YOUR TASK:
Render the part of the listing that starts with the line containing "segment --target smartphone" and runs through the line containing "[[[412,450],[412,414],[394,414],[394,442],[399,450]]]" as a numbered list. Include both of those lines and skip any blank ones.
— Start of THE INPUT —
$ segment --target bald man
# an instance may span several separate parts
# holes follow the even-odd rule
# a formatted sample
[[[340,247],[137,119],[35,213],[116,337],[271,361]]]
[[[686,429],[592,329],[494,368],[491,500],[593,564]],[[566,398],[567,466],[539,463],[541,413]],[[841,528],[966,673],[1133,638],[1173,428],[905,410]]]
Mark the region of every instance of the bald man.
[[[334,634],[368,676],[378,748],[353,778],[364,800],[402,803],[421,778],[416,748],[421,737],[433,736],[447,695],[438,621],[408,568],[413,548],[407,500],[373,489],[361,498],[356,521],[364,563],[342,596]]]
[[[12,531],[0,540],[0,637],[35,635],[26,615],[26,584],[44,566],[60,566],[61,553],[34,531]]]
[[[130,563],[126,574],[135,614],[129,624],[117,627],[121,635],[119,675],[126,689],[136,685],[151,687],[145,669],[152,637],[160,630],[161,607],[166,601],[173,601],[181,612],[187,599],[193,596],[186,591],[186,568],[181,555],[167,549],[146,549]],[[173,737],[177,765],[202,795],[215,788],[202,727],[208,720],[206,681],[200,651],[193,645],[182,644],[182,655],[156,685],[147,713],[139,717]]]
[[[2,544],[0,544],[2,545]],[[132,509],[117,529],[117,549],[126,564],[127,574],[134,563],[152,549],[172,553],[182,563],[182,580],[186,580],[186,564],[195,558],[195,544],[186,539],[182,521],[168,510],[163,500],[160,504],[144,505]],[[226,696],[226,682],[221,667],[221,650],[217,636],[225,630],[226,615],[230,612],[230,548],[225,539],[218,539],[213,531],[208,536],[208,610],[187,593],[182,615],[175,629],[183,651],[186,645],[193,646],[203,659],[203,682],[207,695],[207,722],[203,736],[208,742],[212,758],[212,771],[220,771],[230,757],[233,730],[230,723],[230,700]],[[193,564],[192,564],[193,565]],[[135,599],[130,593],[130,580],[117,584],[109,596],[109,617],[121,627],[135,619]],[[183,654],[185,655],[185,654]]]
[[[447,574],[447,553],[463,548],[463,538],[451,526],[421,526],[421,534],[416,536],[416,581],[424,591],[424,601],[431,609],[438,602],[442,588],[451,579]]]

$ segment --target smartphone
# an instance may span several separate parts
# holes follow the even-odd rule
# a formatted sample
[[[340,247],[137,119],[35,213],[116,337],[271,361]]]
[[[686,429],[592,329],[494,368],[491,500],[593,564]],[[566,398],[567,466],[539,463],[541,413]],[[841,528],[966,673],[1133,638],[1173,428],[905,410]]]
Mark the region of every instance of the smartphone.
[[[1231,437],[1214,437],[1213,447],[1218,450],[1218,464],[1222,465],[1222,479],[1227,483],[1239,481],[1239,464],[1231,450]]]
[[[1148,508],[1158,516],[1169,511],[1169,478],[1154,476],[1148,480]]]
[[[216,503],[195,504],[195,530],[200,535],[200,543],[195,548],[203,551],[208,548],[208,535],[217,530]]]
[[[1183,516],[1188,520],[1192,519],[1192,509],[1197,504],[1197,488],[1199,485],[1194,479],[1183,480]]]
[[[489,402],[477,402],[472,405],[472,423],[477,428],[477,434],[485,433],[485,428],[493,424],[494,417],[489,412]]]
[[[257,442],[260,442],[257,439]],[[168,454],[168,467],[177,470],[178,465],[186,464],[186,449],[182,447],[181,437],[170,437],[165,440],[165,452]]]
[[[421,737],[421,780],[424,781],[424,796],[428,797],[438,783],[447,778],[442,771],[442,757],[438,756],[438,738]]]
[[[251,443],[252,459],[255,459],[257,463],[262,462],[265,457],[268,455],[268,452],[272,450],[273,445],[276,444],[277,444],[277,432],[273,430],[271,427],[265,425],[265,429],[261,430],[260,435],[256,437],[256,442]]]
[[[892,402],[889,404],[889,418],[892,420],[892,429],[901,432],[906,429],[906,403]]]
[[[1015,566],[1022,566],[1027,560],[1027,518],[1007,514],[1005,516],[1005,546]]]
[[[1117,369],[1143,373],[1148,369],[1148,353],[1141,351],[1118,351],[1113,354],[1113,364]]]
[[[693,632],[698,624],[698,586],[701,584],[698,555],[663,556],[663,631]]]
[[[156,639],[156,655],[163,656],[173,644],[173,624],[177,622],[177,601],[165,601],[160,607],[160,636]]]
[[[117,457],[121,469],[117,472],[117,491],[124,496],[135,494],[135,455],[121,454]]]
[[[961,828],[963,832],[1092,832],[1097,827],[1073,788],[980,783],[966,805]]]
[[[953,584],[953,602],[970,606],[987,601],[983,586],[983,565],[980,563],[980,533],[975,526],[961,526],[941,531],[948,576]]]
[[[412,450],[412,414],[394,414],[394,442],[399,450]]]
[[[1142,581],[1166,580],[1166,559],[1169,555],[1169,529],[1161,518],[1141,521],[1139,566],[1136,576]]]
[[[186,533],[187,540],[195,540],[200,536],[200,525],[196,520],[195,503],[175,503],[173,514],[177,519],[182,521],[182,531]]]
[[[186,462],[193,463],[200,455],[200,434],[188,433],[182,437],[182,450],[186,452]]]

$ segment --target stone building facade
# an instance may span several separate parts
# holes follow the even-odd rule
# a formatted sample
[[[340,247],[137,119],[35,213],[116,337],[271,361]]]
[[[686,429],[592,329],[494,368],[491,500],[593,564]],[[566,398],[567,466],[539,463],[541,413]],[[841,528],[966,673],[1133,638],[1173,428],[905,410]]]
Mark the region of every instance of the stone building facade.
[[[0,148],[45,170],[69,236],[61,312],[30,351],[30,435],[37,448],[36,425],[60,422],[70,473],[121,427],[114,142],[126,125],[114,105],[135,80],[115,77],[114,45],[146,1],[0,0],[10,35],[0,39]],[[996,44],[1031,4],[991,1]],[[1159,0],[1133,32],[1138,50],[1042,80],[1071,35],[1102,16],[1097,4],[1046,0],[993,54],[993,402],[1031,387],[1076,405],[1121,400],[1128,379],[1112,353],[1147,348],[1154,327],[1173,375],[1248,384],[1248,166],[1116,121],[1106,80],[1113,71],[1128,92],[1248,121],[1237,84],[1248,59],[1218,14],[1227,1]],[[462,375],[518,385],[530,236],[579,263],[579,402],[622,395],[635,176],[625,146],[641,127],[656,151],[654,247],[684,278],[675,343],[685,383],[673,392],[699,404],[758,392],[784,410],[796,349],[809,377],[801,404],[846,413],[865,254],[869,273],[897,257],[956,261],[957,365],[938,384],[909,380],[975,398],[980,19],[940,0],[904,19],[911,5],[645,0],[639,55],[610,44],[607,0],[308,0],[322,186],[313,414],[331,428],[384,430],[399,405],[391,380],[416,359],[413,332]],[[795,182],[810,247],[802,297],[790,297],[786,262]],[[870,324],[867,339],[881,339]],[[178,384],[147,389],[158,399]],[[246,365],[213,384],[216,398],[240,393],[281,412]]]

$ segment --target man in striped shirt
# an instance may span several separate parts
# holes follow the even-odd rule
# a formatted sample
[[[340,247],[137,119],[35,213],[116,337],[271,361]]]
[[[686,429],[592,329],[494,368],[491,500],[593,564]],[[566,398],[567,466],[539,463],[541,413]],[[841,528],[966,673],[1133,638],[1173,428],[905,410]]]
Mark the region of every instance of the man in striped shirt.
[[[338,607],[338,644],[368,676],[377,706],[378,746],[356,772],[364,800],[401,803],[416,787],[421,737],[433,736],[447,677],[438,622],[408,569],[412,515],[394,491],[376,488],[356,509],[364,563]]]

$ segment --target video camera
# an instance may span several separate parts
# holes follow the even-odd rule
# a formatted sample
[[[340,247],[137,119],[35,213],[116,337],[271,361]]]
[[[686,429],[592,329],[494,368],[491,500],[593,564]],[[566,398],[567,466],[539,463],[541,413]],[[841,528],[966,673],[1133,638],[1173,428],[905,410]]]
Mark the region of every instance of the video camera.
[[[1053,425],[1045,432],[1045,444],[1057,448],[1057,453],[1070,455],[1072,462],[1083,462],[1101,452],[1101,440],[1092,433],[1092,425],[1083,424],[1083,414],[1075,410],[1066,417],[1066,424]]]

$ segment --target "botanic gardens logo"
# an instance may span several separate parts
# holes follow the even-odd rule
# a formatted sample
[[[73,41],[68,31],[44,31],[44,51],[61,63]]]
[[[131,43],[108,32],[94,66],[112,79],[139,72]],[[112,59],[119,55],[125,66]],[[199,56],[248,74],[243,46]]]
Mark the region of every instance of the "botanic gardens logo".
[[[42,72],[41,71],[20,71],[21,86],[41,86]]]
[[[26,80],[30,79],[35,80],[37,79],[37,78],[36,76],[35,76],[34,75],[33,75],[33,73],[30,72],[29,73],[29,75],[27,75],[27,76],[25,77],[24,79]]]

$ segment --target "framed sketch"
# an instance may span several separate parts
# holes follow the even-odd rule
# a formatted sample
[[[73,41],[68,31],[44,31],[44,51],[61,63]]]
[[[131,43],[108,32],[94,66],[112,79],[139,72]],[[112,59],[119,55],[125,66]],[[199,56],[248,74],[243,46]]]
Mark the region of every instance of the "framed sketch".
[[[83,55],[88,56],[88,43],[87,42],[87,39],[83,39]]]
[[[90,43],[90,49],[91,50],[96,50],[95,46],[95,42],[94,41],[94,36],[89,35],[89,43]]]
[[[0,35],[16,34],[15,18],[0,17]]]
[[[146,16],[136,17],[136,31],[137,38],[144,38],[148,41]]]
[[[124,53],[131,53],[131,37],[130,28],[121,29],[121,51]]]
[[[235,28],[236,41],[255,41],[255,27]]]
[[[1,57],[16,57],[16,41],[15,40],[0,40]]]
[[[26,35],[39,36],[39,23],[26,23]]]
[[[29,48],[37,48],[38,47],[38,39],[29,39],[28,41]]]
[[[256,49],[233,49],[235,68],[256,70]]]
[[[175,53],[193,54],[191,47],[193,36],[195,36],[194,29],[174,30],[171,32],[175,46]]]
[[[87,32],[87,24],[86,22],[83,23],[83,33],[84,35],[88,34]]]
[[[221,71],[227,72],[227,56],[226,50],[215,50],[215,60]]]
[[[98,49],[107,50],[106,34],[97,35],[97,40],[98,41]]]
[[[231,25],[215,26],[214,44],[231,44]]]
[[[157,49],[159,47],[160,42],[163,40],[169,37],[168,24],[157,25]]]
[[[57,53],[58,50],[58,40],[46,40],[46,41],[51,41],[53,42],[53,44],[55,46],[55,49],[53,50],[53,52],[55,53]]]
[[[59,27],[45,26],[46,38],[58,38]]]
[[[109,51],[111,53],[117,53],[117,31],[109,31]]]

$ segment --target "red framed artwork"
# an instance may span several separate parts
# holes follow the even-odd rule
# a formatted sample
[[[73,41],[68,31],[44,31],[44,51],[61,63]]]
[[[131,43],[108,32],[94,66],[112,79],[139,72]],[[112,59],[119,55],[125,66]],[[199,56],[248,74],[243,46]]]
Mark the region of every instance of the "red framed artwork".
— End of THE INPUT —
OUTPUT OF THE EXERCISE:
1. $ segment --target smartphone
2. # an instance may span several separate parts
3. # holes follow the even-odd rule
4. # a formatted sample
5. [[[340,247],[137,119],[35,213],[116,337],[271,361]]]
6. [[[686,429],[592,329],[494,368],[491,500],[593,564]],[[566,398],[567,466],[539,463],[541,413]],[[841,528],[966,673],[1133,638],[1173,428],[905,410]]]
7. Mark the region of every instance of the smartphone.
8. [[[1231,437],[1214,437],[1213,447],[1218,450],[1218,464],[1222,465],[1222,479],[1227,483],[1239,481],[1239,464],[1231,450]]]
9. [[[1148,508],[1158,516],[1169,511],[1169,478],[1154,476],[1148,480]]]
10. [[[216,503],[195,504],[195,530],[200,535],[200,543],[195,548],[203,551],[208,548],[208,535],[217,530]]]
11. [[[1183,516],[1188,520],[1192,519],[1192,509],[1197,504],[1197,488],[1199,485],[1194,479],[1183,480]]]
12. [[[489,402],[477,402],[472,405],[472,423],[477,428],[477,434],[485,433],[485,428],[493,424],[494,417],[489,412]]]
13. [[[257,442],[260,442],[257,439]],[[168,454],[168,467],[177,470],[178,465],[186,464],[186,449],[182,447],[181,437],[170,437],[165,440],[165,452]]]
14. [[[421,737],[421,780],[424,781],[424,796],[428,797],[438,783],[447,778],[442,771],[442,757],[438,756],[438,738]]]
15. [[[251,443],[252,459],[255,459],[257,463],[262,462],[265,457],[268,455],[268,452],[272,450],[273,445],[276,444],[277,444],[277,432],[273,430],[271,427],[265,425],[265,429],[261,430],[260,435],[256,437],[256,442]]]
16. [[[892,402],[889,404],[889,418],[892,420],[892,429],[901,432],[906,429],[906,403]]]
17. [[[1015,566],[1022,566],[1027,560],[1027,518],[1007,514],[1005,516],[1005,546]]]
18. [[[1117,369],[1143,373],[1148,369],[1148,353],[1141,351],[1118,351],[1113,354],[1113,364]]]
19. [[[693,632],[698,624],[698,586],[701,584],[698,555],[663,556],[663,631]]]
20. [[[156,639],[156,655],[163,656],[173,644],[173,624],[177,622],[177,601],[165,601],[160,607],[160,636]]]
21. [[[117,457],[121,469],[117,472],[117,491],[124,496],[135,494],[135,455],[121,454]]]
22. [[[961,828],[963,832],[1092,832],[1097,827],[1073,788],[980,783],[966,805]]]
23. [[[953,584],[953,602],[970,606],[987,601],[983,586],[983,565],[980,563],[980,533],[975,526],[961,526],[941,531],[948,576]]]
24. [[[412,450],[412,414],[394,414],[394,442],[399,450]]]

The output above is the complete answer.